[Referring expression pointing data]

**********

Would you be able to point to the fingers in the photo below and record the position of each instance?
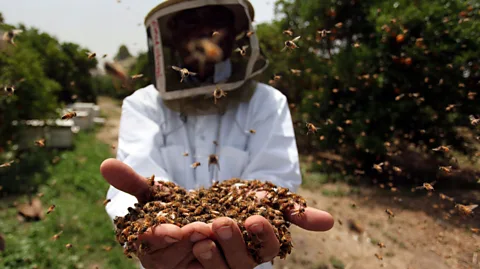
(124, 178)
(312, 219)
(208, 256)
(178, 254)
(263, 230)
(228, 235)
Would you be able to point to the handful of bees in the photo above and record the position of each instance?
(234, 198)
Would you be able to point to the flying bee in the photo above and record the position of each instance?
(242, 50)
(474, 121)
(213, 159)
(324, 32)
(442, 148)
(137, 76)
(290, 44)
(296, 71)
(217, 94)
(288, 32)
(446, 169)
(56, 236)
(390, 213)
(40, 142)
(91, 55)
(427, 186)
(183, 72)
(69, 115)
(7, 164)
(50, 209)
(378, 167)
(9, 90)
(10, 36)
(465, 210)
(311, 128)
(195, 164)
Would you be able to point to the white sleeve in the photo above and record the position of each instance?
(273, 154)
(136, 149)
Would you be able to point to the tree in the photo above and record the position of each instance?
(387, 78)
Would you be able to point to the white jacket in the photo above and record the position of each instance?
(153, 140)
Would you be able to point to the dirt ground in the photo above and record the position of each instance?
(418, 237)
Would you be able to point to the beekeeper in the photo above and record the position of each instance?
(203, 102)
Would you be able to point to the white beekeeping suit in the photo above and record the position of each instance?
(165, 127)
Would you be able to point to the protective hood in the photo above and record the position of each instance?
(231, 75)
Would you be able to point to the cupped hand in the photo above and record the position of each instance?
(169, 246)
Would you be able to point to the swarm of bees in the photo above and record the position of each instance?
(232, 198)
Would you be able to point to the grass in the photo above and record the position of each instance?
(77, 189)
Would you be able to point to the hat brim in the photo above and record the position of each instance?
(242, 21)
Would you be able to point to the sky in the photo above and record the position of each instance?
(99, 25)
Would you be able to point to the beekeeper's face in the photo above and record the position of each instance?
(194, 24)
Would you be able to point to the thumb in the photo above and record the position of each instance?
(124, 178)
(312, 220)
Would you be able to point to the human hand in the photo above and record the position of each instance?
(169, 246)
(231, 251)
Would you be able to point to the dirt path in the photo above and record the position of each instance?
(418, 237)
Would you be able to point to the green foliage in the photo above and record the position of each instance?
(79, 213)
(382, 79)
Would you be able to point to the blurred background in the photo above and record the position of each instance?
(390, 86)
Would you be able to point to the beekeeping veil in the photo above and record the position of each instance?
(193, 96)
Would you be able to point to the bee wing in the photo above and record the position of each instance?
(471, 207)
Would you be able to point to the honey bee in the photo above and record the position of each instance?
(40, 142)
(7, 164)
(390, 213)
(183, 72)
(9, 90)
(288, 32)
(474, 121)
(311, 128)
(50, 209)
(323, 33)
(444, 197)
(442, 148)
(10, 36)
(137, 76)
(290, 44)
(217, 94)
(446, 169)
(378, 167)
(56, 236)
(397, 169)
(427, 186)
(91, 55)
(242, 50)
(465, 210)
(69, 115)
(213, 159)
(296, 71)
(195, 164)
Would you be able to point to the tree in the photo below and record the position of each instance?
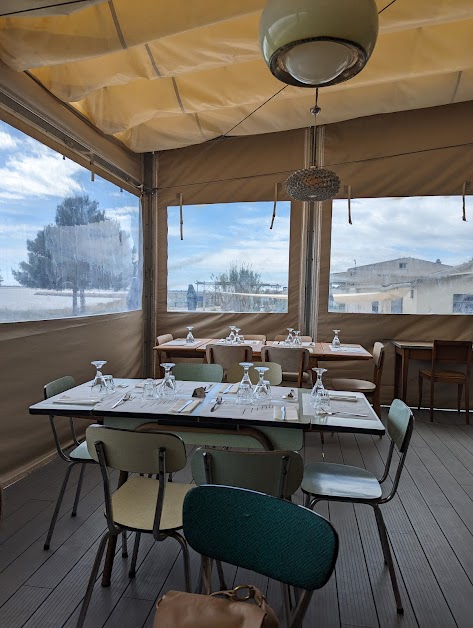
(234, 289)
(82, 249)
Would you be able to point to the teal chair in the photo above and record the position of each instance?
(262, 533)
(355, 485)
(78, 455)
(192, 372)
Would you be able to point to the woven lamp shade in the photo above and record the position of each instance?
(312, 184)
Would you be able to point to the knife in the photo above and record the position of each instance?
(185, 405)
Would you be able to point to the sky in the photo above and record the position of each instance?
(33, 180)
(428, 228)
(218, 235)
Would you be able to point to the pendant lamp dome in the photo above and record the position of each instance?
(316, 43)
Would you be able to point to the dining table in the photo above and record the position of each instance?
(216, 412)
(318, 351)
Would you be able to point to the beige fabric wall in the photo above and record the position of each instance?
(427, 152)
(32, 354)
(231, 170)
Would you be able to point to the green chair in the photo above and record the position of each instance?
(274, 375)
(355, 485)
(78, 455)
(140, 504)
(192, 372)
(277, 473)
(262, 533)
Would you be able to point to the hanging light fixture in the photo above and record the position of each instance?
(315, 43)
(313, 184)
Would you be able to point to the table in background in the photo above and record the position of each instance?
(406, 350)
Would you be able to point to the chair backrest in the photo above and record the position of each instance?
(400, 424)
(273, 376)
(136, 452)
(192, 372)
(225, 355)
(277, 473)
(271, 536)
(457, 352)
(160, 340)
(58, 386)
(378, 360)
(280, 337)
(292, 360)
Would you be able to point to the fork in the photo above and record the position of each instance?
(217, 403)
(125, 397)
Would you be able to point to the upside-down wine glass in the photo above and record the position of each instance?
(190, 338)
(261, 391)
(167, 388)
(245, 389)
(336, 340)
(98, 386)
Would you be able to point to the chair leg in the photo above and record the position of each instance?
(108, 566)
(388, 557)
(185, 554)
(432, 381)
(459, 397)
(52, 525)
(79, 488)
(134, 558)
(93, 577)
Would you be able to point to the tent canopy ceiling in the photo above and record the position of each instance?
(159, 76)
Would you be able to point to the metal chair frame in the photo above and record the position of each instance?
(311, 500)
(115, 530)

**********

=== What this task involves ===
What is needed is an exact copy of all the data, with no images in it.

=== Written response ===
Would you be able to point to the fingers in the photo below and record the position of each instance?
(124, 178)
(312, 219)
(208, 256)
(178, 254)
(263, 230)
(228, 235)
Would you be able to point to the handful of bees in the photo above and record the position of each instance?
(234, 198)
Would you be able to point to the flying bee in the photo above and record the position of each instance?
(242, 50)
(474, 121)
(213, 159)
(324, 32)
(442, 148)
(137, 76)
(290, 44)
(296, 71)
(217, 94)
(288, 32)
(446, 169)
(56, 236)
(390, 213)
(40, 142)
(91, 55)
(427, 186)
(183, 72)
(69, 115)
(7, 164)
(50, 209)
(378, 167)
(9, 90)
(10, 36)
(465, 210)
(311, 128)
(195, 164)
Would you be able to point to the white sleeve in the photo above and record the position of each instance?
(273, 154)
(136, 149)
Would you be able to point to the tree in the photo above and record the position of each instance?
(387, 78)
Would you be able to point to the white jacket in the photo above and record the position of each instance?
(153, 140)
Would you be able to point to the dirt ground in the photo above and record the position of each instance?
(418, 237)
Would you be able to point to the beekeeper in the photo above and record the position of each instance?
(203, 102)
Would you be able to point to the white beekeeping suit in the photo above and record the position of each instance?
(165, 127)
Would you be able to point to the protective hood in the photo above and record the position of each instance?
(231, 75)
Would you be able to point to the cupped hand in the photo above and record the position of each instance?
(169, 246)
Would you be able to point to the swarm of bees in the photo above and record the position of each instance?
(232, 198)
Would you be able to point to the grass in the photo above and record the position of each instance?
(77, 189)
Would you be able to point to the hat brim in the photo above and record the position of each instance?
(242, 21)
Would you be able to point to the sky in the photo above and record the position of each instance?
(99, 25)
Would you be able to point to the beekeeper's face in the photo above and record the position of each instance?
(194, 24)
Would you be able to point to the thumb in the photo above and record the position of each instance?
(124, 178)
(312, 220)
Would you be able to point to the human hand in the photo above and record the position of each instance?
(169, 246)
(231, 251)
Would you be able to point to the dirt path in the photo above and record the position of each instance?
(418, 237)
Would you be able to point to the green foliage in the photo above and record the position of each instance?
(79, 213)
(382, 79)
Would you be able to point to the blurred background in the photo above and record the position of each instance?
(390, 86)
Would you be able to point to the beekeeping veil in the photo above and record the position of each instance?
(193, 96)
Would you be able to point to the bee wing in the photo above and record the position of each instance?
(471, 207)
Would you be able to point to the honey bee in the photo above and record the position of each instance?
(40, 142)
(7, 164)
(390, 213)
(183, 72)
(9, 90)
(288, 32)
(474, 121)
(311, 128)
(50, 209)
(323, 33)
(444, 197)
(442, 148)
(10, 36)
(137, 76)
(290, 44)
(217, 94)
(446, 169)
(378, 167)
(56, 236)
(397, 169)
(427, 186)
(91, 55)
(242, 50)
(465, 210)
(69, 115)
(213, 159)
(296, 71)
(195, 164)
Would you be able to point to the tree in the photo below and record the position of each instance?
(234, 289)
(82, 249)
Would you be able to point to the teal chair in the photo above and record the position of each instance?
(262, 533)
(355, 485)
(78, 455)
(192, 372)
Would you be able to point to the woven lamp shade in the photo above and record the position of each instance?
(312, 184)
Would you be able to point to the knife in the photo above and record the position of each instance?
(185, 405)
Would you be able to point to the sky in the photo above and record the position of each instance?
(33, 180)
(428, 228)
(218, 235)
Would you be able to point to the pendant lamp dome in the photo above and record the position of each instance?
(316, 43)
Would you be able to point to the dining table in the photo above and record the position of each instance?
(216, 412)
(318, 351)
Would you be able to point to the beige fabric wall in the photo above and record the position of each instance?
(427, 152)
(32, 354)
(231, 170)
Would you be able to point to the green chair in the photo above and record the position of each instance?
(274, 375)
(355, 485)
(78, 455)
(140, 504)
(192, 372)
(277, 473)
(262, 533)
Would you be able to point to the hanging light fixture in the photo above and record the position of each instance?
(315, 43)
(313, 184)
Would you be able to point to the table in background in the photo above and record the position of each instance?
(406, 350)
Would you be able to point to the chair backrest in the photo above and record the position of each instance?
(400, 424)
(273, 376)
(136, 452)
(192, 372)
(225, 355)
(277, 473)
(271, 536)
(457, 352)
(160, 340)
(58, 386)
(378, 360)
(280, 337)
(292, 360)
Would you be able to point to the fork in the photo above and record the position of each instance?
(217, 403)
(125, 397)
Would you be able to point to the upside-down wine glass in the photo above and record the position of each instance?
(190, 338)
(261, 391)
(167, 388)
(245, 389)
(336, 340)
(98, 386)
Would you be able to point to the chair leg in the photo above and record the position of each instance?
(108, 566)
(388, 557)
(185, 554)
(432, 381)
(459, 397)
(52, 525)
(79, 488)
(134, 558)
(93, 577)
Would you be able to point to the tent canopy ceiling in the photo above and record the position of each instance?
(159, 76)
Would you be able to point to the metal chair frame in the photo above and record the position of each instance?
(311, 500)
(115, 530)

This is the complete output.